Exercise requirements — Set out every line of the rows below as a Markdown table with the columns Num and Text, numbering each line and skipping blank ones. Leave the pictures out.
+-------+
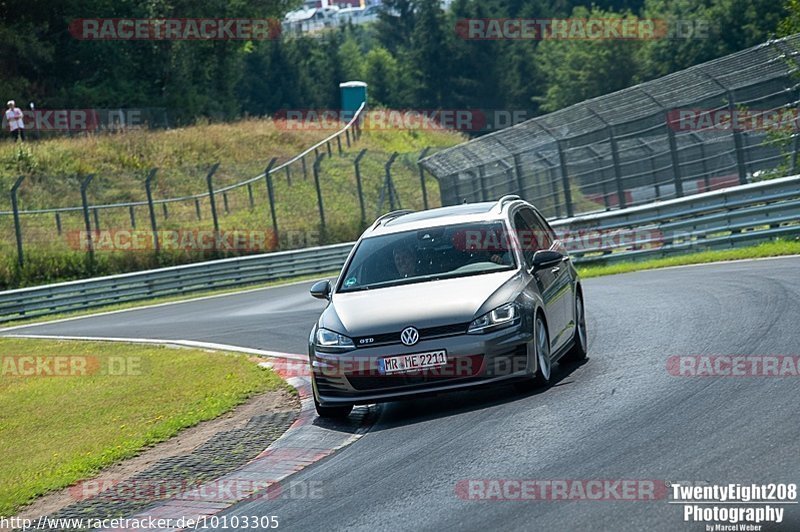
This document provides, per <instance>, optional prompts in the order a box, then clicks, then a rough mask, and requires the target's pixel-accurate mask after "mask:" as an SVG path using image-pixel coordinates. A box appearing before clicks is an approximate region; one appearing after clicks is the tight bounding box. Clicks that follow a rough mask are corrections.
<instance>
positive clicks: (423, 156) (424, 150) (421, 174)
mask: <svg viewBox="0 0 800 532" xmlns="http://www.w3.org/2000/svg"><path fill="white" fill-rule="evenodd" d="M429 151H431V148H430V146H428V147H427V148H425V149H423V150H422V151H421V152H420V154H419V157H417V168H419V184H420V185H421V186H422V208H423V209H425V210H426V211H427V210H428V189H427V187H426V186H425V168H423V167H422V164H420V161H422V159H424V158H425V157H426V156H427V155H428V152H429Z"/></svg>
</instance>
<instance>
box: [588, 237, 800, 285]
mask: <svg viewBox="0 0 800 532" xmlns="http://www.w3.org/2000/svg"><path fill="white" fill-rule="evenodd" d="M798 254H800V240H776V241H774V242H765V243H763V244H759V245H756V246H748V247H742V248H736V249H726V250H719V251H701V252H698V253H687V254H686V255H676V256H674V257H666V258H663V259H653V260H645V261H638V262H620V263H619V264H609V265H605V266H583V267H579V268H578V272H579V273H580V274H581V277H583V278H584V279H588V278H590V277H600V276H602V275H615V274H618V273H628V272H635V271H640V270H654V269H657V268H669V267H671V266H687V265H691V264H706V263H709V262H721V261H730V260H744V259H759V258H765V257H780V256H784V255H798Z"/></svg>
+-------+
Finished exercise —
| Num | Text |
|---|---|
| 1 | This document provides, per <instance>, optional prompts in the order a box, then clicks, then a rough mask, and requires the target's pixel-accurate mask after "mask:" as an SVG path using image-pixel coordinates. A box appearing before clicks is an approximate region; one appearing after clicks is the tight bounding box. Clicks that follow a rough mask are corrections. |
| 2 | <instance> |
| 3 | positive clicks: (423, 156) (424, 150) (421, 174) |
| 4 | mask: <svg viewBox="0 0 800 532" xmlns="http://www.w3.org/2000/svg"><path fill="white" fill-rule="evenodd" d="M429 151H431V148H430V146H428V147H427V148H425V149H423V150H422V151H421V152H420V154H419V157H417V168H419V184H420V185H421V186H422V208H423V209H425V210H426V211H427V210H428V189H427V187H426V186H425V168H423V167H422V164H420V161H422V159H424V158H425V157H426V156H427V155H428V152H429Z"/></svg> |
| 5 | </instance> |
| 6 | <instance> |
| 7 | box: [588, 237, 800, 285] |
| 8 | mask: <svg viewBox="0 0 800 532" xmlns="http://www.w3.org/2000/svg"><path fill="white" fill-rule="evenodd" d="M798 254H800V240H776V241H774V242H765V243H763V244H759V245H756V246H748V247H742V248H736V249H726V250H719V251H701V252H698V253H687V254H686V255H676V256H674V257H666V258H663V259H653V260H645V261H638V262H620V263H619V264H609V265H605V266H583V267H579V268H578V272H579V273H580V274H581V277H583V278H584V279H588V278H590V277H600V276H602V275H615V274H618V273H628V272H635V271H640V270H654V269H657V268H669V267H671V266H687V265H691V264H706V263H709V262H721V261H730V260H744V259H759V258H765V257H780V256H784V255H798Z"/></svg> |